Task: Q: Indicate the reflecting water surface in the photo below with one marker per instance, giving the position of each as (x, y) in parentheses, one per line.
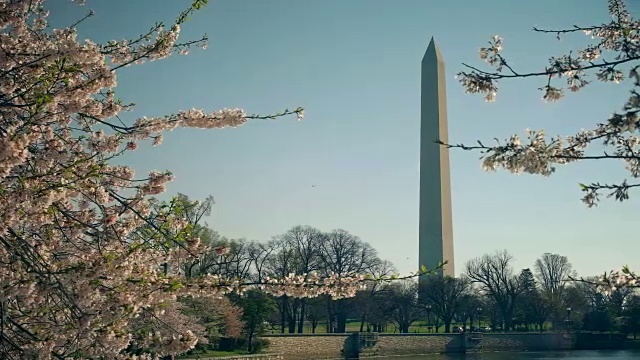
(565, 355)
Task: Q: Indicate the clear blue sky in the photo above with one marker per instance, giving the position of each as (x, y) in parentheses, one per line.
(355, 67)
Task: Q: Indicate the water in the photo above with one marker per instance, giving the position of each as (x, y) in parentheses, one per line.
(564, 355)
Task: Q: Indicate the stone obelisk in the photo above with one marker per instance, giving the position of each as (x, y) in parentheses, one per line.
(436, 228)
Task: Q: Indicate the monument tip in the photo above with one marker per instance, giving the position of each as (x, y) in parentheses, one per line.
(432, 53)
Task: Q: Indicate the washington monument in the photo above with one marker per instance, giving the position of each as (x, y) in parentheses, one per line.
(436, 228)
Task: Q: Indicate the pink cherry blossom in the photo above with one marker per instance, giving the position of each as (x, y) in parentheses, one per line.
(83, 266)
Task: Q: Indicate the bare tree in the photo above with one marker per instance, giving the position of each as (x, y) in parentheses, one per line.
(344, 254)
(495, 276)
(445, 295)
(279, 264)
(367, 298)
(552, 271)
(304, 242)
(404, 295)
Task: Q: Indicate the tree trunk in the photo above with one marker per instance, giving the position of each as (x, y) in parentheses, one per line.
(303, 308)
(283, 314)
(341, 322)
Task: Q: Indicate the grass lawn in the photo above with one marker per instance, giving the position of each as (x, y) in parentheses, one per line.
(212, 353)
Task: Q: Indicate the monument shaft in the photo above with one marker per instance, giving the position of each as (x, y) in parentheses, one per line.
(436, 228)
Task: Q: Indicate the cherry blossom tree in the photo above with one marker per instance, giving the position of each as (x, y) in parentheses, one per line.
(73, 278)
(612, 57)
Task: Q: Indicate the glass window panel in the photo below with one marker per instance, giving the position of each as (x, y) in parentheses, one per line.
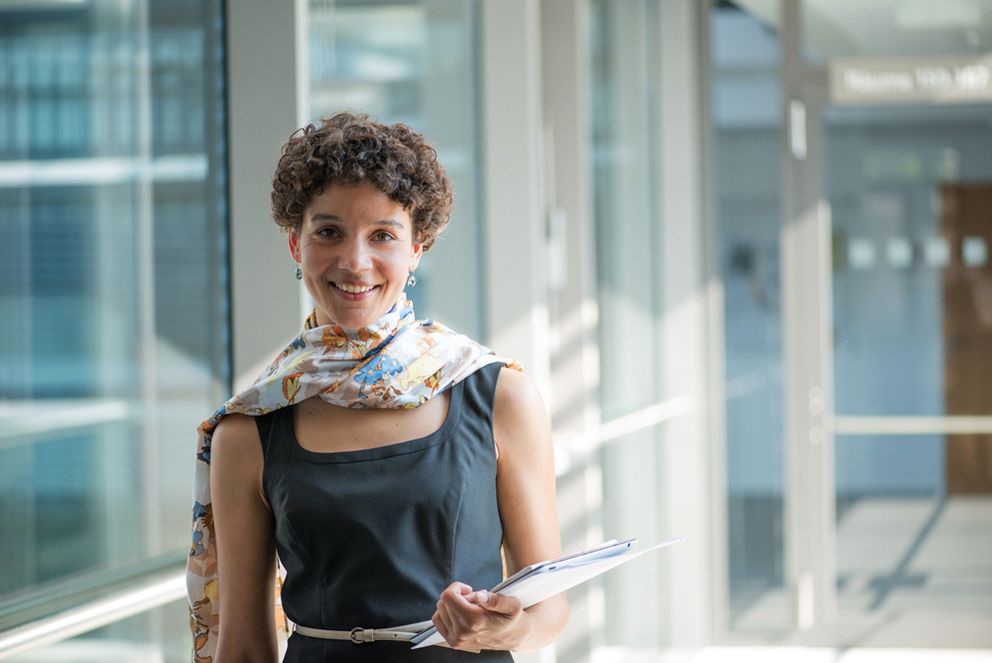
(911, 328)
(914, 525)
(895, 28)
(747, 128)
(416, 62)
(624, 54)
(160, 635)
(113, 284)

######

▶ STATED PROBLEM
Rewrite the items from the line containing "Task: Q: Indicate the monument shaft" through the end of the items, substituting "pin" for "marker" and keeping everything else unchanged. Leave the pictures out of the output.

▶ FINAL ANSWER
Task: Q: Indicate the monument shaft in the photo above with one pin per instance, giving the position of each as (x, y) in parentheses, one per line.
(436, 228)
Task: Q: Indicate the cherry blossom tree in the photo above with one pin per instance, giving the position of each as (x, y) in parentheses, one per line.
(73, 278)
(612, 57)
Task: Q: Indicate the glass window panel in the photo below with one pin per instance, giving the position of each as (x, y) in parentheses, one per line.
(911, 328)
(914, 525)
(895, 28)
(747, 128)
(416, 62)
(624, 54)
(160, 635)
(113, 284)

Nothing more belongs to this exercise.